***** Text passage *****
The command was repeated with “-rvl -i 0.1 -a 3.0 -g 3”, “-rvl -i 0.2 -a 5.0 -g 3”, “-rvm -i 0.1 -a 3.0 -g 3”, “-rvm -i 0.2 -a 5.0 -g 3”. Here, “-rvl” means rate variation across lineages, “-rvm” means rate variation across markers, “-i” indicates the proportion of invariable sites, “-a” indicates the shape for the gamma rate heterogeneity, and “-g” indicates the number of categories for the discrete gamma rate heterogeneity model. Five replicates were generated for each setting, using different integers as the random seeds.

Furthermore, in our Bayesian formulation given by Eq (16), the prior p(Ψ) includes a Poisson distribution on the number of reticulation nodes in the network. In our experiments here, we varied the mean of the Poisson distribution in {1, 3}.

In total, there are 8 settings. For each setting, we generated five replicate 100-, 200-, 300-, 400-, 500-site data sets.

As above, we employed a pre-burn-in phase to obtain a good starting point, from which we then started an MCMC chain for each data set with 1.5 × 106 iterations, 2 × 105 burn-in iterations, and one sample collected from every 500 iterations. In total, there were 13,000 samples collected for each data set with different number of sites and different settings.

To avoid reporting results for all branch lengths in the sampled networks, Fig 16 shows the estimation of the height of trees and networks sampled in each setting. The five bars from bottom to top correspond to the minimum, first-, second-, third-quantile, and the maximum. The most important striking pattern in the figure is that as the number of sites increases, the estimate of the height converges to the true value and the variance in the estimated value becomes smaller. In all cases of assumption violations, 500 sites are sufficient to obtain a very accurate estimate of the height.

Fig 16. The height of trees and networks sampled under different simulation settings and violations in the different assumptions.

Fig 16

The red dashed lines correspond to the true values. In each panel at most one condition is violated. (a) Mean of 1.0 is used for the Poisson prior on the number of reticulations. (b) Mean of 3.0 is used for the Poisson prior on the number of reticulations. (c) Linked loci: 10 sites are generated per gene tree. (d) Linked loci: 100 sites are generated per gene tree. (e) Rate variation across lineages with 0.1 of invariable sites and 3.0 as shape of gamma rate heterogeneity. (f) Rate variation across lineages with 0.2 of invariable sites and 5.0 as shape of gamma rate heterogeneity. (g) Rate variation across markers with 0.1 of invariable sites and 3.0 as shape of gamma rate heterogeneity. (h) Rate variation across markers with 0.2 of invariable sites and 5.0 as shape of gamma rate heterogeneity.
***** Records shown *****
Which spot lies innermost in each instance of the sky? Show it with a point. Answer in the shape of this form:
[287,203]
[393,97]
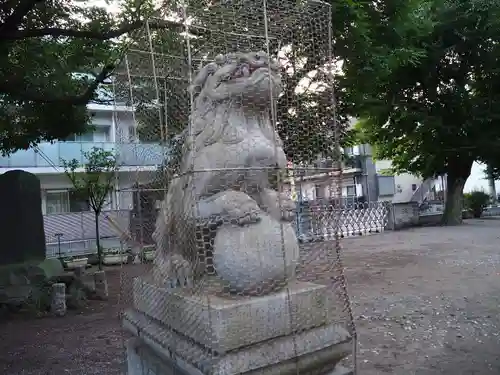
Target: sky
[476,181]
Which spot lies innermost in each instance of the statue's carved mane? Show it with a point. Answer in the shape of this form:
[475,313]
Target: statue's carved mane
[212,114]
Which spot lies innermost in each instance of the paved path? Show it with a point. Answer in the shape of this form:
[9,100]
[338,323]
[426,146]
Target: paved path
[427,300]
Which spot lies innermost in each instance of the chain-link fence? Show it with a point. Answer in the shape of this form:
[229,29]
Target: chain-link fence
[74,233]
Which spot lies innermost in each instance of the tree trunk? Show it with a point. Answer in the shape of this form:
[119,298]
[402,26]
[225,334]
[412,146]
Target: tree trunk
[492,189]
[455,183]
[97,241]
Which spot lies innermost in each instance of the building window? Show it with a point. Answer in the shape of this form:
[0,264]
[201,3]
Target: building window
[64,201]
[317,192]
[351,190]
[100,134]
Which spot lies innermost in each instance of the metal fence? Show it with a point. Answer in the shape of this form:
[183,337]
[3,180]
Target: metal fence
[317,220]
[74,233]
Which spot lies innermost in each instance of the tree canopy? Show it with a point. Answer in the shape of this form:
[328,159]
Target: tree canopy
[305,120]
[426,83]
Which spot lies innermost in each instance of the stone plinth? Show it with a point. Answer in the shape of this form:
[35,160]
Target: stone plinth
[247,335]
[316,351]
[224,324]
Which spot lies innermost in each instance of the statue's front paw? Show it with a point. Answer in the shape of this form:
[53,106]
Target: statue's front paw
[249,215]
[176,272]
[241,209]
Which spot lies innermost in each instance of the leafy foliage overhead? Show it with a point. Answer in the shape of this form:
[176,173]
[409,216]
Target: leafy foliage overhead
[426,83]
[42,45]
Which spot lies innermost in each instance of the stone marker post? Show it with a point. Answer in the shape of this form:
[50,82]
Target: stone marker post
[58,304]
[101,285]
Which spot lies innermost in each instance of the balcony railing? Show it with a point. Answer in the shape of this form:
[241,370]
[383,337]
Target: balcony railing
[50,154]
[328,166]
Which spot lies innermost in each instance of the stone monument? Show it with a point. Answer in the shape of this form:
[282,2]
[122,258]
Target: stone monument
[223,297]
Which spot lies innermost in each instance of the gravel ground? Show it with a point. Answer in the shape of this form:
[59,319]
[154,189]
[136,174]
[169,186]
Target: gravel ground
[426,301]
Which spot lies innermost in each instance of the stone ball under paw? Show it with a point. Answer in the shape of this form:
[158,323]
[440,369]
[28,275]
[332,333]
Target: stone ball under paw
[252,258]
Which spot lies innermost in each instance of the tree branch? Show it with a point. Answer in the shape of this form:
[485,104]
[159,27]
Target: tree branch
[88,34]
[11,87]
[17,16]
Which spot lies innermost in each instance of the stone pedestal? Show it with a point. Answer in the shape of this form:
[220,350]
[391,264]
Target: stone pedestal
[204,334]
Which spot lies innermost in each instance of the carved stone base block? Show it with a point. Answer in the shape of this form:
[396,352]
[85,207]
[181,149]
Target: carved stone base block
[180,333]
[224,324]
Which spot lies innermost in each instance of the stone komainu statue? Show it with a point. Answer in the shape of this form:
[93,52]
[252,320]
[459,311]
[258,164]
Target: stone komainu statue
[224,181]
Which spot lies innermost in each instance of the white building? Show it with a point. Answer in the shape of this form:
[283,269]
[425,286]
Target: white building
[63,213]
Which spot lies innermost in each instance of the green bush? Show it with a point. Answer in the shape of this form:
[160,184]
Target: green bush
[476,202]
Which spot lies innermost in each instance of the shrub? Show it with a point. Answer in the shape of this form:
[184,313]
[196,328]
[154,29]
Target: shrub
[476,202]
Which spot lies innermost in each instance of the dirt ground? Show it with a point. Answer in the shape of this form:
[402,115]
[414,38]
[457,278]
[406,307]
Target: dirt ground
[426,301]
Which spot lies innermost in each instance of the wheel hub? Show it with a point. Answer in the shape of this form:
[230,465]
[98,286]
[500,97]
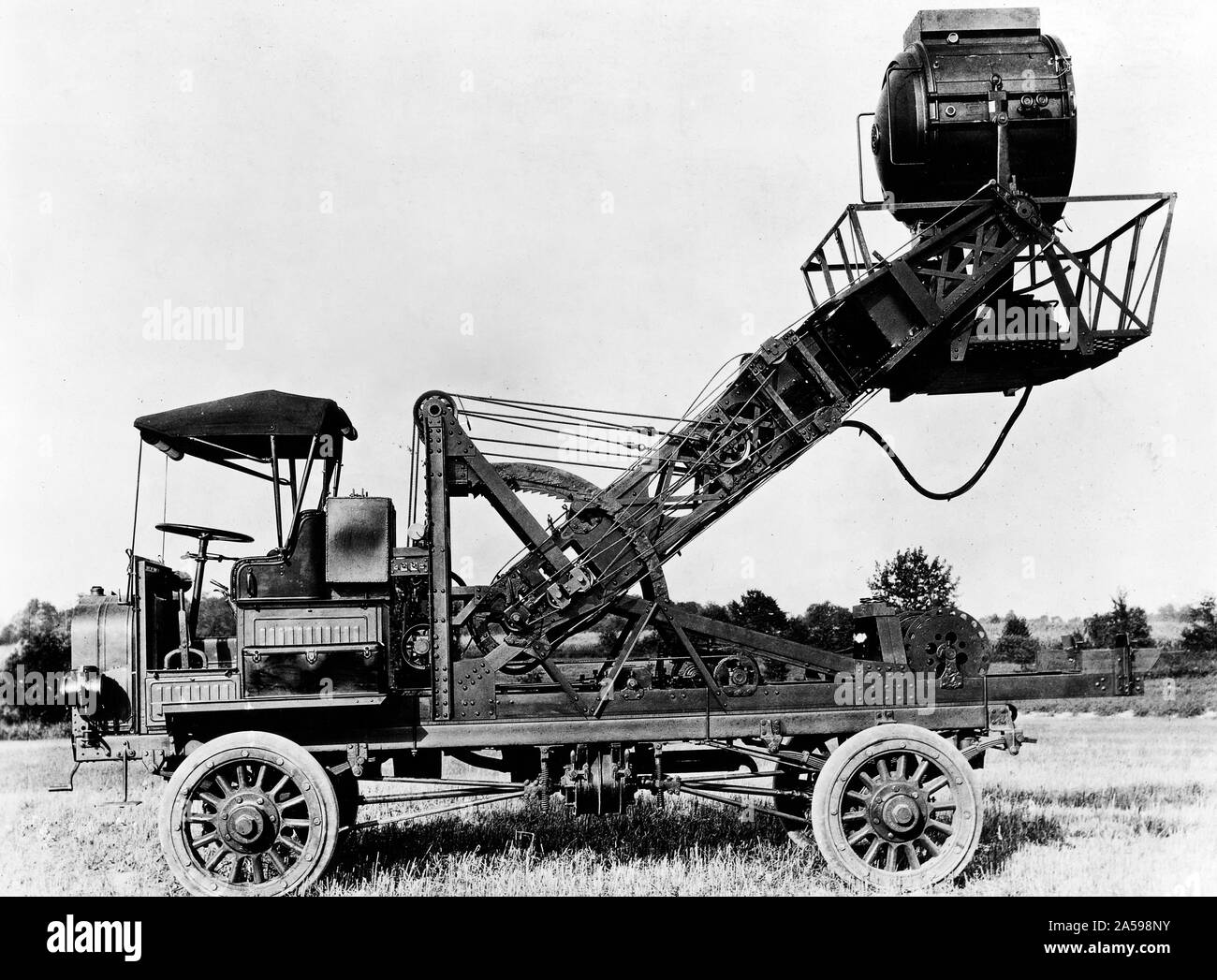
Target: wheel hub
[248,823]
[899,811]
*****
***** Records shown *****
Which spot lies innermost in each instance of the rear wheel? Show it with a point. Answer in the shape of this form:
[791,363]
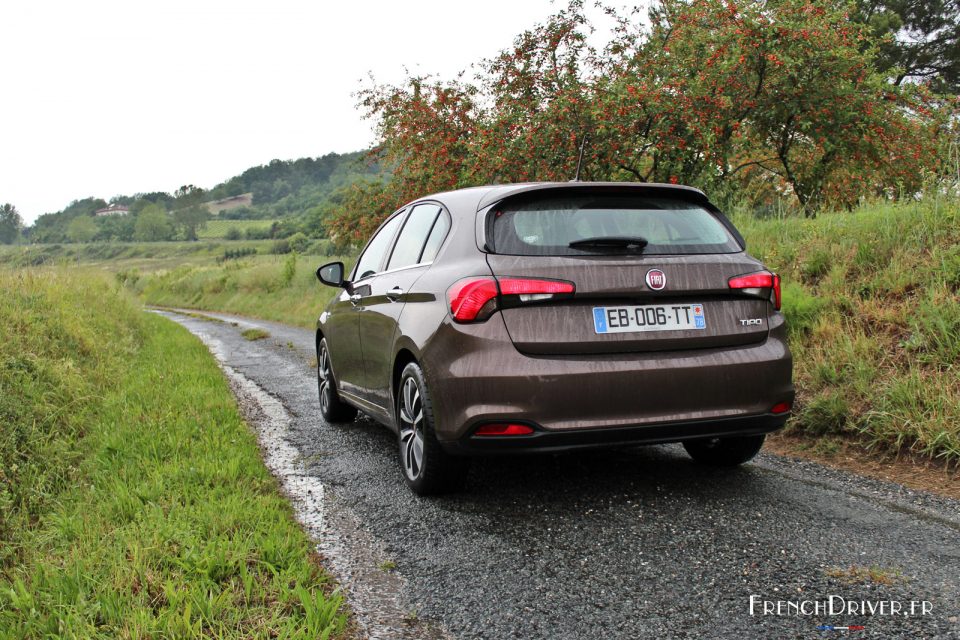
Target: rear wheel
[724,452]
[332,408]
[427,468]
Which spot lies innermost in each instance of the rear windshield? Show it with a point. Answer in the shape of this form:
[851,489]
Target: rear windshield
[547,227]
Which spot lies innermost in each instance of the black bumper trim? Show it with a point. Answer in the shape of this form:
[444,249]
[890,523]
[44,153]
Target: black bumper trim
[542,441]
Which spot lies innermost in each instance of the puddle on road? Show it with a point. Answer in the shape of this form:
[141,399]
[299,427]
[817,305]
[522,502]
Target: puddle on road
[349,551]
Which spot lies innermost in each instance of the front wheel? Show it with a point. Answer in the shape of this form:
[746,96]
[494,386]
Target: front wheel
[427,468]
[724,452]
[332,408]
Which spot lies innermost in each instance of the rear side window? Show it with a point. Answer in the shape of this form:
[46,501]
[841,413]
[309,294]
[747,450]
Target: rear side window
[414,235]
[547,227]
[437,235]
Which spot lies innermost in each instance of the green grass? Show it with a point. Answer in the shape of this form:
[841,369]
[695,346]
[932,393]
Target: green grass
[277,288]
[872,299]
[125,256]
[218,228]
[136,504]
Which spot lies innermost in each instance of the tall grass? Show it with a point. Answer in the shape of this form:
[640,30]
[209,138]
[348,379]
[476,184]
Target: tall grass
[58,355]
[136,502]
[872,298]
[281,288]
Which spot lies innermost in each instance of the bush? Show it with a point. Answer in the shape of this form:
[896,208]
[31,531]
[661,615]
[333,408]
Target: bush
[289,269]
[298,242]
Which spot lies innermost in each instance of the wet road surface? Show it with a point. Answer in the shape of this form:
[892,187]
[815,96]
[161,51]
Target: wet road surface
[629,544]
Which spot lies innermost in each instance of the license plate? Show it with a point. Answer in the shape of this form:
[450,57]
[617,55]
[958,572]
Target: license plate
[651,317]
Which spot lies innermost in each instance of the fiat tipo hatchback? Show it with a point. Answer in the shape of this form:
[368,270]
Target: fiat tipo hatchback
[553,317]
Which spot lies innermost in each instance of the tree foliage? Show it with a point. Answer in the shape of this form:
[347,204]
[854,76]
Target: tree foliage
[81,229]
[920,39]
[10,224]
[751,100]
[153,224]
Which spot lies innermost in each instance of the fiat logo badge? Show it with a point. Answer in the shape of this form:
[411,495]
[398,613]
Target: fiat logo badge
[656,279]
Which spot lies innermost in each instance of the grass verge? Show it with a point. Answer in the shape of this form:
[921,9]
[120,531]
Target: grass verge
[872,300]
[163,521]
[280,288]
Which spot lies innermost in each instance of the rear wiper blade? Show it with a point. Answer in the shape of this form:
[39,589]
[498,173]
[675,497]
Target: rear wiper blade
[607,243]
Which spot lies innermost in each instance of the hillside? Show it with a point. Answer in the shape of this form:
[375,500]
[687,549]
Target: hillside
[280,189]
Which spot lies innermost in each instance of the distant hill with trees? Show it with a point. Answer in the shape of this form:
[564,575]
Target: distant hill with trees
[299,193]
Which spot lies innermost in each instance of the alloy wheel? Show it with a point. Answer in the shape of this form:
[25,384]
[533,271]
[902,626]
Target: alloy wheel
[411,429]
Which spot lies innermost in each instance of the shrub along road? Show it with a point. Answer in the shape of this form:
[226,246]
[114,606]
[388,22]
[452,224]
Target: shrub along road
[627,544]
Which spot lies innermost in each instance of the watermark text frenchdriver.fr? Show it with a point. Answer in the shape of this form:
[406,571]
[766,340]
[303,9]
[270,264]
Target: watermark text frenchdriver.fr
*****
**Exercise aim:**
Answer these questions from the passage on simulation settings and height estimates:
1. What does the option "-rvm" mean?
2. Which values were used for the mean of the Poisson distribution on the number of reticulation nodes?
3. How many sites are enough to obtain a very accurate estimate of the height in all cases of assumption violations?

**Response to the exercise:**
1. Rate variation across markers.
2. 1 and 3.
3. 500 sites.